EXERCISE BRIEF — So that nothing is lost, restate each entry exactly as supplied.

** Opening AVAILABLE RECORDS block **

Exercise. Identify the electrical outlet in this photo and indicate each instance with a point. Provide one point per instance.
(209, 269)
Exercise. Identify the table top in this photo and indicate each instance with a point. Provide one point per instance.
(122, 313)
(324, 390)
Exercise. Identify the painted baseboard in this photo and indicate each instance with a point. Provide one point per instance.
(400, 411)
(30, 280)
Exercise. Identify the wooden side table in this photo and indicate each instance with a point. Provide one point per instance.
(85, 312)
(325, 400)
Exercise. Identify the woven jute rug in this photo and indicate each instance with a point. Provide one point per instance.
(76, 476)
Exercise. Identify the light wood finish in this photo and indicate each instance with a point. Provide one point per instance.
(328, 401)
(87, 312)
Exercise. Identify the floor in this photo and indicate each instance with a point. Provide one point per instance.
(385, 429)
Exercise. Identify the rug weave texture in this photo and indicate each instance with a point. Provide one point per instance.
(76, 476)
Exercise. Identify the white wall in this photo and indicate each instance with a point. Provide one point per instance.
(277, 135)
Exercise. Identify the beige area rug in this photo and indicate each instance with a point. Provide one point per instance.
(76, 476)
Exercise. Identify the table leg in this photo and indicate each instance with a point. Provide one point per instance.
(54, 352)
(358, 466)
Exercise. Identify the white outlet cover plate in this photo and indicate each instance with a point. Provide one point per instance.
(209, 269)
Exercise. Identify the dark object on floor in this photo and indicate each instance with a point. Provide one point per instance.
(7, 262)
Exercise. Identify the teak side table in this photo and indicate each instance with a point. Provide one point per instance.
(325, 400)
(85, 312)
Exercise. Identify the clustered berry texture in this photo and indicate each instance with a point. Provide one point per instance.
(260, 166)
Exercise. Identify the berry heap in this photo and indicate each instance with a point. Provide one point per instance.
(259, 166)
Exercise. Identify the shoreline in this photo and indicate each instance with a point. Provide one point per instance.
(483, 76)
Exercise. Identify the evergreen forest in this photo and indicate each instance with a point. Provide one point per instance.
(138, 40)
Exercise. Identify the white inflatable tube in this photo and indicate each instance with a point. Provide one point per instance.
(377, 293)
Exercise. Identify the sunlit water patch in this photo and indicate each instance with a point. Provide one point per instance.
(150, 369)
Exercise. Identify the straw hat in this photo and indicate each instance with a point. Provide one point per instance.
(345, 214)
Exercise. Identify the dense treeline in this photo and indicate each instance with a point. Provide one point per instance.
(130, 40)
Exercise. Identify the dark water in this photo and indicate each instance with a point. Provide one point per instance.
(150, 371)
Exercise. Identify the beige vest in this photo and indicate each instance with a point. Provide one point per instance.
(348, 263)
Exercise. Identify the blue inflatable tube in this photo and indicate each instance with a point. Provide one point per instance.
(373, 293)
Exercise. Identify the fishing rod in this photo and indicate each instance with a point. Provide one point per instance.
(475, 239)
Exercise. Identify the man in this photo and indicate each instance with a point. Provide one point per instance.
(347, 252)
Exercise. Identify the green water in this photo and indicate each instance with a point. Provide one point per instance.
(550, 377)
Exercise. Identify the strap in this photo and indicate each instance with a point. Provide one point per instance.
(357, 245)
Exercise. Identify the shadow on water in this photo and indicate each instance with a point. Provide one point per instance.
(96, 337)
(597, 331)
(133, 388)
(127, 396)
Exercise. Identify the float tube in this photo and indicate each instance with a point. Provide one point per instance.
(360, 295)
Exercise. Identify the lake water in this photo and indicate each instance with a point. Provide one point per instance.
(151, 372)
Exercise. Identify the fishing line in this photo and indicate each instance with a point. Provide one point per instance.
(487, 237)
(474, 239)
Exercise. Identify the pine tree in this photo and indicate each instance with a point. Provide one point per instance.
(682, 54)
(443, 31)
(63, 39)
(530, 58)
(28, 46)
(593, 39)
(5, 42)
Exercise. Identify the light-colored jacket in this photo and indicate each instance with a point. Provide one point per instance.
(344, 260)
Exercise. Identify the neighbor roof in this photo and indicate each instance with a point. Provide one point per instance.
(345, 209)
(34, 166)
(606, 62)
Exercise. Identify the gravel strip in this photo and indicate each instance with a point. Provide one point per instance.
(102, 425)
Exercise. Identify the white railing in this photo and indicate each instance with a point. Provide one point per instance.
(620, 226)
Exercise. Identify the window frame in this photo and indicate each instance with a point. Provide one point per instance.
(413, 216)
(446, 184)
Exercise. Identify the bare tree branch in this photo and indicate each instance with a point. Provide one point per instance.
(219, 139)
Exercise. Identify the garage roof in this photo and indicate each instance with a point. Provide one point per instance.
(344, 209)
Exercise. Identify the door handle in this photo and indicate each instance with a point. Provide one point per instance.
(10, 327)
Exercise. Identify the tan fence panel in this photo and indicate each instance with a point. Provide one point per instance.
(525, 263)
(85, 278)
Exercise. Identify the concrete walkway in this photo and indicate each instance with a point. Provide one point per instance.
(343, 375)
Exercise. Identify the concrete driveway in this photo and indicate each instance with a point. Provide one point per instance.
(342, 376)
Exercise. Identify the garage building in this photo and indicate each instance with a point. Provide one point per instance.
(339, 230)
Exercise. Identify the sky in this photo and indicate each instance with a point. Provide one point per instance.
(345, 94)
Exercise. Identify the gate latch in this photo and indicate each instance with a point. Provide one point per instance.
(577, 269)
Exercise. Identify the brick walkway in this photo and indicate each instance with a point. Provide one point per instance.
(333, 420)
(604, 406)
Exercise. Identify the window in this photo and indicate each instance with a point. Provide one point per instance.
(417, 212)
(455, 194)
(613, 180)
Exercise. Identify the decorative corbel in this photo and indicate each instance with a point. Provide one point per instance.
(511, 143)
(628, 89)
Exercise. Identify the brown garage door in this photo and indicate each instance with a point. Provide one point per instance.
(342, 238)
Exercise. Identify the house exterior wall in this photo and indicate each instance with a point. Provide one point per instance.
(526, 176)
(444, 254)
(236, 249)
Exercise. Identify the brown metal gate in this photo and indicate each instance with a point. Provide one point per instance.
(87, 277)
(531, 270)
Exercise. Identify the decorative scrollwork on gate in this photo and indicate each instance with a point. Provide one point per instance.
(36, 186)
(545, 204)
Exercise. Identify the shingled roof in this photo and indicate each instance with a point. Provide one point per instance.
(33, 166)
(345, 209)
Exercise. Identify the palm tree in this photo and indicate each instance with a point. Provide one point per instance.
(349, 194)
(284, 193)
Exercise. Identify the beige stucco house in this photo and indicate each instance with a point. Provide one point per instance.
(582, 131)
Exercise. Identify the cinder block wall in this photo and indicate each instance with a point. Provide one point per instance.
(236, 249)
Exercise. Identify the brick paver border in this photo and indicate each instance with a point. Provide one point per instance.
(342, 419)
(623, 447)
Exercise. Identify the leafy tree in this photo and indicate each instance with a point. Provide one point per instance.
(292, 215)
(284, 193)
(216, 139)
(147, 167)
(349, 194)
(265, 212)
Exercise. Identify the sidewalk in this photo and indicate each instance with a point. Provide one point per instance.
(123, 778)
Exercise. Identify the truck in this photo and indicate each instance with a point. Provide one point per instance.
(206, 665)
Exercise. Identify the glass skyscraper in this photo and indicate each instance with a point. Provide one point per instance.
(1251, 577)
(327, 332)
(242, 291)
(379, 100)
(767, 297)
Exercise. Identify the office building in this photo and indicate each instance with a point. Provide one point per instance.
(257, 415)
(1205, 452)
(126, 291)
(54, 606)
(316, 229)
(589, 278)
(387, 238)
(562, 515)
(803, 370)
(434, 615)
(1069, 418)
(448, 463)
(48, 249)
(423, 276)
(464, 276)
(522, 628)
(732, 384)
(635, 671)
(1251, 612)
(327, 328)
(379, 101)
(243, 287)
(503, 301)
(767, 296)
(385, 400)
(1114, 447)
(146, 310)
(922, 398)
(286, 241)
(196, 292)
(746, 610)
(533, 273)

** Closing AVAILABLE RECORDS block **

OUTPUT BELOW —
Exercise. Identify the electrical outlet in this photo and indicate each instance with a point. Provide one point per instance.
(209, 269)
Exercise. Identify the table top in this photo and indicate each instance with a point. Provide one point per instance.
(122, 313)
(324, 390)
Exercise. Identify the painted baseboard in this photo and indicate each instance with a point. Provide one point per instance.
(400, 411)
(30, 280)
Exercise. Identify the wooden side table in this photo and indicate each instance with a point. Provide one point per instance.
(85, 312)
(325, 400)
Exercise. Identify the woven jute rug in this photo and indicate each instance with a point. Provide one point per instance.
(76, 476)
Exercise. Identify the light wood finish in this photo and indicate each instance with a point. Provide one point per instance.
(328, 401)
(87, 312)
Exercise. Identify the floor in this photo and indicate each instance with a point. Provide one point per instance.
(385, 429)
Exercise. Identify the rug weave texture in this photo and indicate each instance with a point. Provide one point per instance.
(76, 476)
Exercise. Identify the white wall in this photo and indicate each instance with a point. Provide one point per instance.
(277, 135)
Exercise. Identify the beige area rug in this photo and indicate each instance with a point. Provide one point per instance.
(76, 476)
Exercise. Identify the table leg in this photo and indicate each instance with a point. Provide one point per instance.
(54, 352)
(358, 466)
Exercise. Identify the white outlet cover plate in this photo and indicate each instance with a point. Provide one point per instance.
(209, 269)
Exercise. Identify the dark object on floor in this photo and indicate each instance with a point. Provide one point per instance.
(7, 262)
Exercise. Identify the teak side table in this photo and indicate each instance with a point. Provide one point per instance.
(325, 400)
(85, 312)
Exercise. Identify the clustered berry texture in this photo and indicate each instance with a point. Provide one point per instance.
(260, 166)
Exercise. Identify the berry heap in this photo and indicate each instance with a point. Provide one point per instance.
(259, 166)
Exercise. Identify the shoreline in this photo and indicate each instance with a point. Provide one point per instance.
(483, 76)
Exercise. Identify the evergreen forest in this photo and indicate each instance with a point. Provide one point per instance.
(138, 40)
Exercise. Identify the white inflatable tube in this photo and indicate each instance with a point. Provide one point per instance.
(377, 293)
Exercise. Identify the sunlit water patch in this photo and indicate each instance with a point. Provide one point per instance.
(150, 369)
Exercise. Identify the straw hat in this photo and indicate each instance with a point. Provide one point per instance.
(345, 214)
Exercise. Identify the dense treeline in this photo and indicate each instance with a point. Provide one point per instance.
(130, 40)
Exercise. Identify the dark water in this photo and indicate each instance with a point. Provide one point per instance.
(150, 371)
Exercise. Identify the beige vest in this photo and indicate each instance with a point. Provide one point per instance.
(348, 263)
Exercise. Identify the blue inflatable tube in this photo and indicate each instance with a point. Provide one point per instance.
(373, 293)
Exercise. Identify the fishing rod in this photo and indicate each instance with a point. Provide one point per instance.
(475, 239)
Exercise. Identify the man in this photo and indicate each instance with a point. Provide one point per instance.
(347, 252)
Exercise. Identify the green water in this photo and indicate each instance with a point. Provide one point per instance.
(550, 377)
Exercise. Identify the strap in this photo and indicate each instance with a point. Provide one point per instance.
(357, 245)
Exercise. Identify the shadow on water in this photo and indicate each instance with a point. Provide one point per instance.
(96, 337)
(597, 331)
(133, 388)
(127, 396)
Exercise. Identify the float tube in this photo and indicate each instance with a point. Provide one point per instance.
(360, 295)
Exercise. Identify the lake water in this photo and indicate each instance with a point. Provide one point per instance.
(151, 372)
Exercise. Identify the fishing line in this photo and indicate each instance with a point. Provide one point per instance.
(487, 237)
(474, 239)
Exercise. Identify the pine tree in this photo and indicate each instance with a point. Provide one point per instance.
(682, 54)
(443, 31)
(63, 39)
(530, 58)
(28, 46)
(593, 39)
(5, 42)
Exercise. Identify the light-colored jacket in this photo and indicate each instance with a point. Provide one point per instance.
(344, 260)
Exercise. Identify the neighbor roof in this photo and indicate each instance with a point. Provide one point per instance.
(345, 209)
(34, 166)
(606, 62)
Exercise. Identify the gravel strip in this photo and indicate each instance with a point. Provide one point per instance.
(102, 425)
Exercise. Identify the white railing in this photo and indicate each instance with a point. Provide one point per instance.
(620, 226)
Exercise. Identify the window frame in this photo and indicate each instance with a point. Provide one point per instance.
(413, 216)
(446, 184)
Exercise. Identify the bare tree branch in this photo and indicate each instance with a point. Provide one point per instance.
(219, 139)
Exercise. Identify the garage roof in this photo and indicate each instance with a point. Provide one point per instance.
(344, 209)
Exercise. Identify the door handle in this photo and indicate each instance with a point. Provide one point per instance.
(10, 327)
Exercise. Identify the tan fence panel in this photo and indicate each instance with a point. Provide one point per instance.
(525, 263)
(85, 278)
Exercise. Identify the concrete walkway in this photo and indicate each instance with a point. Provide one point per instance.
(343, 375)
Exercise. Identify the concrete driveway in this photo and indicate each instance with a point. Provide one point per instance.
(342, 376)
Exercise. Identify the garage building in this photo and indicate each instance with a point. Provide one point per instance.
(339, 230)
Exercise. Identify the sky in this photo and indicate each instance with a point. Provide one point per instance.
(345, 94)
Exercise. Identify the gate latch in this photo and indicate each instance with a point. Provide one point per instance.
(577, 269)
Exercise. Identify the brick walkway in this photo and indicate each instance with a point. Provide one point per instance.
(333, 420)
(604, 406)
Exercise. Identify the window in this photo and indicate each instance with a point. Provide one point per instance.
(417, 212)
(455, 194)
(613, 180)
Exercise. Identify the decorative corbel in this photo and indicate each instance with a point. Provide one point per instance.
(511, 143)
(628, 89)
Exercise. Identify the brown garage door in this photo and indicate each instance with a point. Provide one point per instance.
(342, 238)
Exercise. Identify the house exterior wall in this photo and indicate each instance with a point. Provide one point per instance.
(526, 176)
(444, 254)
(236, 249)
Exercise. Identify the brown metal gate in this photo and indicate each instance with a point. Provide one point per instance.
(87, 277)
(531, 270)
Exercise. Identify the decorative scrollwork on gate in this photo and indicate each instance with a point. Provide one point per instance.
(36, 186)
(545, 204)
Exercise. Identify the shingled roof in this photo and indicate each instance with a point. Provide one point per instance.
(33, 166)
(345, 209)
Exercise. Identify the palm tree in this photo and indicate each instance with a point. Provide one point per instance.
(349, 194)
(284, 193)
Exercise. Identify the beige stucco house in this photo and indicate each instance with a point. Provide one point per instance.
(582, 131)
Exercise. Identify the cinder block wall in this photo and indicate each instance with a point. Provide one point per instance.
(236, 249)
Exercise. Identify the brick paver border in this photo and indicate each instance with a point. Provide one point per instance.
(342, 419)
(623, 447)
Exercise. Identify the leafy tree in this photo and indicate each instance with a point. Provide one point per instance.
(292, 215)
(284, 193)
(216, 139)
(147, 167)
(349, 194)
(265, 212)
Exercise. Identify the sidewalk in this photo and indicate each instance with a point. Provide one point per instance.
(123, 778)
Exercise. Identify the truck in this photo and indicate each instance with a point. Provide one point per instance.
(206, 665)
Exercise. Identify the glass skyscraper in this photo and indicate each instance with a point. Provide one point per instance.
(1251, 577)
(327, 332)
(242, 291)
(379, 100)
(767, 297)
Exercise. Identify the office building in this photo and indicate each instance with a point. Provide one point per instance.
(257, 415)
(1205, 452)
(126, 291)
(54, 606)
(316, 229)
(589, 278)
(387, 238)
(562, 515)
(803, 370)
(434, 615)
(1069, 418)
(448, 463)
(48, 249)
(423, 276)
(464, 276)
(522, 628)
(732, 384)
(635, 671)
(1251, 612)
(327, 328)
(379, 101)
(243, 287)
(503, 301)
(767, 296)
(385, 400)
(1114, 447)
(146, 310)
(922, 398)
(286, 241)
(196, 292)
(746, 610)
(533, 273)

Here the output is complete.